Oleh: Primayanti
Tidak sampai tiga bulan, serangan tanpa jeda Israel terhadap Jalur Gaza dan Lebanon menyebabkan sejumlah patriot Palestina dan Hizbullah gugur dengan kehancuran dahsyat infrastruktur.
Nama-nama besar seperti Yahya Sinwar, Ismail Haniyeh, dan Mohammed Deif termasuk di antara mereka yang gugur dalam serangan Israel. Ketiganya adalah para petinggi Hamas, salah satu kelompok perlawanan paling vokal dalam memperjuangkan kemerdekaan Palestina.
Yahya Sinwar, pemimpin utama Hamas, gugur saat bertempur di Gaza. Bukan di lorong-lorong bawah tanah seperti tuduhan rezim zionis Israel. Sinwar terlibat baku tembak di Tal El Sultan, Gaza selatan dan syahid.
Sinwar sangat dicari oleh Israel karena dianggap sebagai otak serangan besar-besaran Hamas terhadap Israel pada 7 Oktober 2023, yang kemudian memicu serangan balasan masif Israel, menghancurkan Jalur Gaza dan Tepi Barat secara sistematis dan tidak berjeda hingga hari ini.
Selain Sinwar, tokoh penting Ismail Haniyeh juga gugur dalam serangan di ibu kota Iran, Teheran. Gugurnya Haniyeh merupakan pukulan besar bagi Hamas, karena Haniyeh dikenal sebagai pengendali gerakan Hamas dari luar Gaza.
Nama-nama lain pimpinan Hamas yang gugur selama setahun terakhir termasuk komandan senior Hamas Rawhi Mustaha, wakil pemimpin sayap bersenjata Hamas Marwan Issa, Ayman Nofal dan Ahmad Al Ghandour. Semua itu menunjukkan intensitas serangan Israel dalam melemahkan gerakan perlawanan Hamas di Gaza.
Meluasnya serangan Israel ke Lebanon juga mengakibatkan gugurnya Sekjen Hizbullah Hasan Nasrallah dan sejumlah petinggi lainnya, termasuk anggota Dewan Jihad, Suhail Hussein Husseini, yang menurut Israel adalah kepala jaringan logistik Hizbullah dan bertanggung jawab atas transfer senjata antara kelompoknya dan Iran.

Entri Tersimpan
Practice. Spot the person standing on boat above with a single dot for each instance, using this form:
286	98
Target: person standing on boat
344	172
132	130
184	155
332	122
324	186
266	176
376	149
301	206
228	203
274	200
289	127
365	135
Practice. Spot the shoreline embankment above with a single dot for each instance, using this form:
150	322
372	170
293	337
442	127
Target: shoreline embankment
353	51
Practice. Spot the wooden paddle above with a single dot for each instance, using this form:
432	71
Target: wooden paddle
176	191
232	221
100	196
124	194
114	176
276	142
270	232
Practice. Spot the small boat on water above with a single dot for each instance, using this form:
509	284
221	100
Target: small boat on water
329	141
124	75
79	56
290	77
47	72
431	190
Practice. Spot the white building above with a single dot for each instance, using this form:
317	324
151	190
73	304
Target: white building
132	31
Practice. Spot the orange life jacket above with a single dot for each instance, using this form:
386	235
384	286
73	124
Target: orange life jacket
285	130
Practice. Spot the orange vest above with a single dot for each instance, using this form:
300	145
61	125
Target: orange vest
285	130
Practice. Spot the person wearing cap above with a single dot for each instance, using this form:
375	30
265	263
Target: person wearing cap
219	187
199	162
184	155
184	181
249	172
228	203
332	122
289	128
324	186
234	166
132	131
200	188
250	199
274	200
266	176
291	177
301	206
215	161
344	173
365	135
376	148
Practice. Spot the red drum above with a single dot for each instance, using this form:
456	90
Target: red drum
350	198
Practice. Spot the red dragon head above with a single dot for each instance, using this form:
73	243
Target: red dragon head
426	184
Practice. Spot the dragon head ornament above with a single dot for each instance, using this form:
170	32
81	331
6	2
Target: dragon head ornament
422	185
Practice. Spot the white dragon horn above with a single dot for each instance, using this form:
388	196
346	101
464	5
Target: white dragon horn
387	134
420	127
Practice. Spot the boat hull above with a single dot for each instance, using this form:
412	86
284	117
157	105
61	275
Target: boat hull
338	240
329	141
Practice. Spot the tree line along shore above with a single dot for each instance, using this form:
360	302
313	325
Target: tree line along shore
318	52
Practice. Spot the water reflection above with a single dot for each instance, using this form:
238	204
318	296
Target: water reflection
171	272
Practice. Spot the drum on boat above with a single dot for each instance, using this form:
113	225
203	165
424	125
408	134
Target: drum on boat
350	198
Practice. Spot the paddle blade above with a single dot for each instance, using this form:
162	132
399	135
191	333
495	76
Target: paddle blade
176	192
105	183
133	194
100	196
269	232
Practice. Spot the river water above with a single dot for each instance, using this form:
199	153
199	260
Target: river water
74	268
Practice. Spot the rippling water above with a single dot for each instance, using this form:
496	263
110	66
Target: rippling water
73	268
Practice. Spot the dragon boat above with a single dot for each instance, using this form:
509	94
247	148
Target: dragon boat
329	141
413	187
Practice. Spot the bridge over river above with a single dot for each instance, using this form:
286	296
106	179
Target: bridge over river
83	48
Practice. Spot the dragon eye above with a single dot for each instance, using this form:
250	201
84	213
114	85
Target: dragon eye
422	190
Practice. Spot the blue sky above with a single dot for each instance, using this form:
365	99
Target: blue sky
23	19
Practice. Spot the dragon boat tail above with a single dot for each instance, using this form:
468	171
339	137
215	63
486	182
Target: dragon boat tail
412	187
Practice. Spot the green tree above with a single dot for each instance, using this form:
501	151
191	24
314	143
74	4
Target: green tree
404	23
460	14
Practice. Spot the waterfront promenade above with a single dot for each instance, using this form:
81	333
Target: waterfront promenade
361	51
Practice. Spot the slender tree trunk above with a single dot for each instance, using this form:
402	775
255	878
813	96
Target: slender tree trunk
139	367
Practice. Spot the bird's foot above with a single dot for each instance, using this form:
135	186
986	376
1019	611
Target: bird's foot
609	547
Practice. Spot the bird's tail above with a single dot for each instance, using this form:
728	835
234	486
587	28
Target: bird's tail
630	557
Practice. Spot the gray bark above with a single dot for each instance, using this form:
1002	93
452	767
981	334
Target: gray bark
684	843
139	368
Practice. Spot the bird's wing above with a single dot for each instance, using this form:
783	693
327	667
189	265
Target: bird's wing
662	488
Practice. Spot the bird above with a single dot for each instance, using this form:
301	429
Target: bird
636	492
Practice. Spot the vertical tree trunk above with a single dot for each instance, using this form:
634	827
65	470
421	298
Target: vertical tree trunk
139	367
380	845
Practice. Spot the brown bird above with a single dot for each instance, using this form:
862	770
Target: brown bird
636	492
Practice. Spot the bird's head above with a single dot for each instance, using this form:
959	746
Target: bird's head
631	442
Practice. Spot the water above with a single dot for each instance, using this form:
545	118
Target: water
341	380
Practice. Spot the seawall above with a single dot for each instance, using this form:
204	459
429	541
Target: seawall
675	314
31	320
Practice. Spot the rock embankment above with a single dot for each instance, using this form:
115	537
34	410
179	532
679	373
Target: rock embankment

Petunjuk Singkat 1.
Jawab pertanyaan berikut berdasarkan bacaan.
(a) Di mana Yahya Sinwar terlibat baku tembak sebelum gugur?
(b) Di kota mana Ismail Haniyeh gugur?
(c) Apa jabatan Hasan Nasrallah?
Petunjuk Singkat 2. Sebutkan semua tokoh Hamas yang menurut bacaan telah gugur.
Petunjuk Singkat 3. Terjemahkan kalimat dari bacaan ini ke dalam bahasa Inggris: "Yahya Sinwar, pemimpin utama Hamas, gugur saat bertempur di Gaza."

Jawaban Lengkap 1.
(a) Di Tal El Sultan, Gaza selatan.
(b) Di Teheran, ibu kota Iran.
(c) Sekjen Hizbullah.

Jawaban Lengkap 2. Yahya Sinwar, Ismail Haniyeh, Mohammed Deif, Rawhi Mustaha, Marwan Issa, Ayman Nofal, Ahmad Al Ghandour

Jawaban Lengkap 3. Yahya Sinwar, the top leader of Hamas, was killed while fighting in Gaza.